Women who Make Money

Anonymous

I get stock dividends. That's how I make my money.

Anonymous
Anonymous wrote:
Anonymous wrote:
Anonymous wrote:
Anonymous wrote:Big law partner here. 48yo. Income $1m+. Career tip: get good education, work hard, look for opportunities and use them!


Are you married? Children? Household or family help around the house?
How many hrs do you work a week?

Thanks


All good questions. I am married and have two children, although both happened later in life. We have a housekeeper who comes once a week, a gardener, and an au pair. I do work a lot, but the work fluctuates. For example, I was in trial earlier this year and did not see my family for weeks. But I also traveled with my kids for 3 weeks this summer. Last year was a killer and I averaged 55h/week. This year is quieter and I've barely worked since my trial. I expect to be right around 45h/w this year.


Yea, not seeing your family for “weeks” is no way to be a parent. Traveling with the kids for “three weeks” doesn’t make up for that. I mean, many many many parents travel for three weeks with their kids without also disappearing for weeks on end.


Stop the shaming. It doesn't make her a bad parent. Dads do this all the time. Kids are not scarred from parents who work hard as long as the parent can maintain a loving relationship with them. Calm down with the judgments. What may work for some families might not work for another.
Anonymous
Anonymous wrote:
Anonymous wrote:
Anonymous wrote:
Anonymous wrote:I am 45 an in-house counsel. Base pay in the mid-300k range and bonuses that bring me to anywhere between 500k-600k annually.

### Listed entries
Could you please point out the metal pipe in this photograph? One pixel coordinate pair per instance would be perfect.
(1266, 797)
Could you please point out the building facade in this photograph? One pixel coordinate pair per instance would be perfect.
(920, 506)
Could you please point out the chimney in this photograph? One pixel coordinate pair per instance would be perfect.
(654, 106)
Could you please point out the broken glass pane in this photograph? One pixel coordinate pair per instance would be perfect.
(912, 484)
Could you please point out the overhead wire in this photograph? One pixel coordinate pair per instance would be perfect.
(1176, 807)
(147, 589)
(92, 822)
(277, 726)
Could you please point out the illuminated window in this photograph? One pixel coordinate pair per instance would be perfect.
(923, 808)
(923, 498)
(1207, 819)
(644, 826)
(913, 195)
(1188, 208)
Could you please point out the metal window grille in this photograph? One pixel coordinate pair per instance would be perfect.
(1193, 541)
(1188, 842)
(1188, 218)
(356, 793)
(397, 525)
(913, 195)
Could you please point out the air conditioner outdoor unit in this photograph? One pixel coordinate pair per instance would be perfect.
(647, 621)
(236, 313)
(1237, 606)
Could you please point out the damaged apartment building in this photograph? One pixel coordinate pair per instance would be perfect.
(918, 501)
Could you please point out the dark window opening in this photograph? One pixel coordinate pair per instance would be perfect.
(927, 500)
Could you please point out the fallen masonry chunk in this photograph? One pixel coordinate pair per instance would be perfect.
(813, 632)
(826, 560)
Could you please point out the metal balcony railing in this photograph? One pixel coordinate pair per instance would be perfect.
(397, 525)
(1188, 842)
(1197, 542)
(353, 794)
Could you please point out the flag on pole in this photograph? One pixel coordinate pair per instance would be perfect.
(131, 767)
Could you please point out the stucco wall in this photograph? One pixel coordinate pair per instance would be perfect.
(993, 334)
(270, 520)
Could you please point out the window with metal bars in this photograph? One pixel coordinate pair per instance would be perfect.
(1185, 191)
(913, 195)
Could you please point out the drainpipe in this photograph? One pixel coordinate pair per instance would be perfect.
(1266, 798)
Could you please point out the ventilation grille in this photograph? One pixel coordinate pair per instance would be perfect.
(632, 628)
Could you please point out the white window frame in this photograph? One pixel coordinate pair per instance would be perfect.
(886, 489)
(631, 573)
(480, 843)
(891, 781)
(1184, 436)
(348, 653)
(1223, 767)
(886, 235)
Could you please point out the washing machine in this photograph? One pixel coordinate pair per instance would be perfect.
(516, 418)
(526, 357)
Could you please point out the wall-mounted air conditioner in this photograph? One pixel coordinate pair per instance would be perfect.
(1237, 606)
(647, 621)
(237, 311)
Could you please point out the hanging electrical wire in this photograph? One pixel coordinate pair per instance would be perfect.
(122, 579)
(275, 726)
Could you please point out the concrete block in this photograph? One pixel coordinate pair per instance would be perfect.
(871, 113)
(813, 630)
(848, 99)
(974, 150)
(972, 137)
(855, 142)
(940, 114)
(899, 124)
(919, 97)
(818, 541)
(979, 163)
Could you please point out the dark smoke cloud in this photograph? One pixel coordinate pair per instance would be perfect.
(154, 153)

### Set exercise 1
In the forum thread on women who make money, how many hours a week did the big law partner average last year?
### Set exercise 2
Pick up the forum thread on women who make money right after its last post and keep it going.

### Task answer 1
55 hours a week.

### Task answer 2
If your goal is to be self-sufficient and make money, my advice is to keep working when you have kids and ignore the mommy guilt - you can raise wonderful kids as a working mom. Go part time if you need to for awhile (I did). And when the time is right, jump into new opportunities. Had I never moved in-house, I wouldn’t make as much as I do now. Trust your gut - you know when people are in your corner and you know not to trust sketchy people who are competitive and want to bring you down. Also, do the work - the simple act of working hard and doing good work, meeting deadlines, communicating well with your coworkers are rarer than you think. I am not even close to the smartest person but I’ve managed to navigate a law firm and then being in house by being tough, wily, and strategic. Things got so much better for me as I got older and now I work for fun and money, not to climb a ladder or pay for basic necessities.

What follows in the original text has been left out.